Rewrite all the lines below as a two-column CSV with the header columns "text" and "answer". Give each line that has coordinates after it its own row, with that line's wording as "text" and all of its coordinates as "answer", each in one quoted field with line breaks turned into spaces.

■ ■ ■ ■ ■

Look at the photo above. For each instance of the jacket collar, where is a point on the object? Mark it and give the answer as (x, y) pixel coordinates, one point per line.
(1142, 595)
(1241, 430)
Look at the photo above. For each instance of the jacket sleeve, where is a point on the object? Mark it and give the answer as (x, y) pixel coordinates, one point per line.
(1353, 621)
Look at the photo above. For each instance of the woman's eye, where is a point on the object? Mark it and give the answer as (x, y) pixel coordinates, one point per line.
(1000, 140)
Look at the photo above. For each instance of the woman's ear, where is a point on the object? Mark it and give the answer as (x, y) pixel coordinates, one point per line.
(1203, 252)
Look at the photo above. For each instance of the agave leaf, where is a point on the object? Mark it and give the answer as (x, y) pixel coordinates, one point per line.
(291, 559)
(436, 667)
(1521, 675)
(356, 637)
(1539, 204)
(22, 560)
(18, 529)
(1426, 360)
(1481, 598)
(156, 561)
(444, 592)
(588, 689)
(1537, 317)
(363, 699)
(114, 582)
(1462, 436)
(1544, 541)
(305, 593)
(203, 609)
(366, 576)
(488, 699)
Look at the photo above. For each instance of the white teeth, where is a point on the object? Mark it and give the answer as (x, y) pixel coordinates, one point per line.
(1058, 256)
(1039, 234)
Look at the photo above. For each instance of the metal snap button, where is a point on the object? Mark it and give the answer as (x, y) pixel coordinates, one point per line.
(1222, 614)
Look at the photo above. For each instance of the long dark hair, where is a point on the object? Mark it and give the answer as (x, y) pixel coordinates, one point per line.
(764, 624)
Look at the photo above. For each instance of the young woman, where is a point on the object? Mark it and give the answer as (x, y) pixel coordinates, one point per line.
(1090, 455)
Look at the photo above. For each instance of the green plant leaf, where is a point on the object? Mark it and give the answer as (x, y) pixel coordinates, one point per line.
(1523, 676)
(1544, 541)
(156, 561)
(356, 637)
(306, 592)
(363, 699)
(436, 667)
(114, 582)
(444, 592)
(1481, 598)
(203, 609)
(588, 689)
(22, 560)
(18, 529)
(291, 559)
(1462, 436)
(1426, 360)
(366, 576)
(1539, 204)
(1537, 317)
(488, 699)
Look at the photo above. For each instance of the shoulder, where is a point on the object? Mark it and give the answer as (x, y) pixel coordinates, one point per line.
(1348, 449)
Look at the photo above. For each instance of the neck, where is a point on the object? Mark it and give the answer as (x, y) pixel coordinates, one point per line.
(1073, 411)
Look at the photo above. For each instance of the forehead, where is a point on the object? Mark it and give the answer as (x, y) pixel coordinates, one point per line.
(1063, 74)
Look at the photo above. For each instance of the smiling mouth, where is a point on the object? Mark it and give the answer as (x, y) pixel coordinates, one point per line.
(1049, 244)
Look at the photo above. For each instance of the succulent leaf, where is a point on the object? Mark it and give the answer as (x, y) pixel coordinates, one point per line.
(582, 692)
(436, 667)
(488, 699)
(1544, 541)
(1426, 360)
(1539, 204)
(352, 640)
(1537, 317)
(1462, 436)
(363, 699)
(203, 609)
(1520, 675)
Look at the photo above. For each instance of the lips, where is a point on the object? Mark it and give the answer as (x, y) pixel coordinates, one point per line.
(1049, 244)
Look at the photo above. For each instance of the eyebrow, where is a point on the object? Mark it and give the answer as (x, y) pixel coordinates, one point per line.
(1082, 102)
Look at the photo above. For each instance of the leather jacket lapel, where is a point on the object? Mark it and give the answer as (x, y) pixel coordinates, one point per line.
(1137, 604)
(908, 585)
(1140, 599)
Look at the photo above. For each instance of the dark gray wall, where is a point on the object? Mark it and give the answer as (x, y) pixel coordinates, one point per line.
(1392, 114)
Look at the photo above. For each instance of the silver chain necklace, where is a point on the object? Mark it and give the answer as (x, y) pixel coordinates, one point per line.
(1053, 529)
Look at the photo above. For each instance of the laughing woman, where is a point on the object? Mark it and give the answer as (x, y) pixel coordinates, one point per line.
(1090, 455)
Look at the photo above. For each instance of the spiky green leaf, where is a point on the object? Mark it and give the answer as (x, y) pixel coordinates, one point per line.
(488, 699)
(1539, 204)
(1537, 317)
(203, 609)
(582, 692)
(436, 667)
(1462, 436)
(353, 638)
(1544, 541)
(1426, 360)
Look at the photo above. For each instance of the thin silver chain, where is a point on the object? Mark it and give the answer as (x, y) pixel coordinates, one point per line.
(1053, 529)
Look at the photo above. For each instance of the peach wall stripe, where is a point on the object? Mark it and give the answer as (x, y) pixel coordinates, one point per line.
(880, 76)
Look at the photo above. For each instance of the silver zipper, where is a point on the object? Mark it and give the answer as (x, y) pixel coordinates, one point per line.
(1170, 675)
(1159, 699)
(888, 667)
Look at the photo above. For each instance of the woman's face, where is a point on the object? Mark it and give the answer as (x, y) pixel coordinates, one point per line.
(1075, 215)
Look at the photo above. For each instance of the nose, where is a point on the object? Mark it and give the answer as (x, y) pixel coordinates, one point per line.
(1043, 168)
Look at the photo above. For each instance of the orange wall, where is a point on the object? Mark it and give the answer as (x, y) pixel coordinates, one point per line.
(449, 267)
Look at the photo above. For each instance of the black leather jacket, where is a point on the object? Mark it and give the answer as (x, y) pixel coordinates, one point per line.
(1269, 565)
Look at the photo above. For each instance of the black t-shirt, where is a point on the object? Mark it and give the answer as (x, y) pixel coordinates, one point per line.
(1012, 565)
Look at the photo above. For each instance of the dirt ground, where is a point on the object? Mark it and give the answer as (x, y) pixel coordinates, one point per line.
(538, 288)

■ ■ ■ ■ ■

-- EXPECTED ANSWER --
text,answer
"Look at the photo above. For each instance of the jacket collar, where is a point on the object? Mark it and give the answer as (x, y) pixel coordinates, one point per line.","(1142, 595) (1241, 430)"
"Look at the photo above. For each instance of the jacket sleeve, where is a point on the object? Mark it and give the answer as (x, y) pixel coordinates, one point per line.","(1353, 621)"
"Look at the photo above. For each instance of the woman's eye, where is a point on the object? Mark it and give the answer as (x, y) pixel coordinates, one point per line.","(1000, 140)"
"Look at the photo above. For each instance of the woman's ear, where is a point on the object? Mark it and give the answer as (x, y) pixel coordinates, one point per line.","(1203, 252)"
"Look at the photo above. For each instance of the agave leaf, where is a point on the object? Mark it and give the answer as (x, y) pixel coordinates, one point per line.","(291, 559) (436, 667) (1521, 675) (356, 637) (1539, 204) (22, 560) (18, 529) (1426, 360) (1481, 598) (156, 561) (444, 592) (588, 689) (1537, 317) (363, 699) (114, 582) (1462, 436) (1544, 541) (305, 593) (203, 609) (366, 576) (488, 699)"
"Look at the photo above. For each instance of the white teeth, where is a point on the object? Mark it and give the answer as (x, y) pixel coordinates, one point per line.","(1058, 256) (1039, 234)"
"Look at the photo above. For each instance of the metal snap button, where is a point on the object? Mark it and give the answer as (x, y) pixel coordinates, one point per line.","(1222, 614)"
"Look at the photo above. For each instance of the long dark hair, where is a point on the object? Mark it and give the answer as (x, y) pixel coordinates, one point per line.","(764, 624)"
"Look at the photo above. For each instance of the young woman, where is a point on the object? Mark it and give the answer as (x, y) pixel coordinates, one point per line.","(1090, 455)"
"Look at the photo above. For each instance of the green plant leaf, where is a point on the object? Mark it and give the answer as (x, y) pixel coordinates, one point per line.","(1523, 676) (1544, 541) (156, 561) (356, 637) (306, 592) (363, 699) (436, 667) (114, 582) (444, 592) (1481, 598) (203, 609) (588, 689) (22, 560) (18, 529) (291, 559) (1462, 436) (1426, 360) (366, 576) (1539, 204) (1537, 317) (488, 699)"
"Look at the photo above. For each instance of the shoulder, where is a point on the object? Mark it and give the answer as (x, y) pixel coordinates, one point per line.","(1348, 449)"
"Look at the photo above. For each instance of the neck, where is a point on the object? Mark it and give the answer as (x, y) pixel coordinates, one point per line.","(1073, 411)"
"Look at the photo above. For each instance of the forehead, where is a point on the object? Mark it and give the answer as (x, y) pixel coordinates, one point per line.","(1063, 74)"
"Look at the photo above. For each instance of the smiling mouth, where is a point on the object? Mark it and give the answer as (x, y) pixel coordinates, one point per line.","(1049, 244)"
"Look at the photo above. For each instance of the succulent leaf, where is a point on the object? Mark it and give the answer as (x, y) pixel coordinates, one point per line.","(582, 692) (436, 667) (488, 699) (1544, 541) (1426, 360) (1539, 204) (352, 640) (1537, 317) (1462, 436) (363, 699) (203, 609) (1520, 675)"
"Look at the photo above. For each instance of the lips, where is a point on the object? Mark it and give the answer as (x, y) pixel coordinates, one point per line.","(1049, 244)"
"Look at the photo above. For each instance of the eyebrow, where is a point on the object? Mark it and give the answer as (x, y) pixel coordinates, one point per line.","(1082, 102)"
"Look at the photo above. For each instance of the leather jacket lapel, where is a point on the object? Mark it and give the answer as (x, y) pixel coordinates, one point per line.","(1137, 604) (908, 585) (1140, 599)"
"Look at the photo above. For each instance of the dark gray wall, where is a point on the object? Mark it and give the answer as (x, y) pixel coordinates, one point per line.","(1392, 114)"
"Look at the photo above. For each instance of the silver chain necklace, where is a point on the object? Mark it and give the answer as (x, y) pixel coordinates, one point per line.","(1053, 529)"
"Look at the photo above. For each instance of the laughing woman, where is a point on the object? Mark it and give the answer as (x, y) pixel coordinates, one point per line.","(1090, 455)"
"Look at the photo above. For each instance of the spiky green leaf, where is a point on the object? Mark it and give the answer as (x, y) pixel coordinates, one point per line.","(488, 699) (1539, 204) (1537, 317) (203, 609) (582, 692) (436, 667) (1462, 436) (353, 638) (1544, 541) (1426, 360)"
"Look at the photo above. For each instance of the thin silver chain, where is a point on the object? Mark it and give the answer as (x, y) pixel coordinates, one point per line.","(1053, 529)"
"Look at the photo above. For each instance of the peach wall stripe, where is a point on the object? Mark it and give the answer as (x, y) pixel coordinates, one point per line.","(880, 76)"
"Look at the photo above. For each instance of the silver zipper, where is a point on the object? Mark it and give the answer as (x, y) pixel coordinates, one point per line.","(1170, 675) (1159, 699) (888, 667)"
"Look at the photo above. For each instance of the woman's face, where is a point on the object? Mark it and give the answer as (x, y) pixel coordinates, one point per line.","(1075, 215)"
"Look at the photo above. For each instance of the nose, where is a point on the object? Mark it and give the answer as (x, y) pixel coordinates, one point per line.","(1043, 168)"
"Look at the photo above. For each instance of the orange wall, where is a point on the object? Mark it and give the answer as (x, y) pixel coordinates, one point per line.","(449, 267)"
"Look at the photo above. For each instance of the black leather jacket, where is a point on the object? Mark it and give the answer as (x, y) pixel coordinates, one point per line.","(1269, 565)"
"Look at the photo above. For each instance of the black t-shirt, where is a point on the object? Mark it and give the answer as (x, y) pixel coordinates, one point per line.","(1012, 565)"
"Look at the photo above. For each instance of the dirt ground, where is a point on the object? Mark it and give the answer as (x, y) pixel coordinates, one point per line.","(538, 288)"